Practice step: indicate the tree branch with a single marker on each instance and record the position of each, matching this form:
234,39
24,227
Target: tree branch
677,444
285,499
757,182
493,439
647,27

════════

## Task prompt:
Print every line of the listing shown above, exactly.

## Output of the exercise:
Practice step: indicate the tree branch with a single marker on each instance and record the position of each, matching this form:
234,39
24,227
Target: tree branch
677,444
285,499
757,182
493,439
647,27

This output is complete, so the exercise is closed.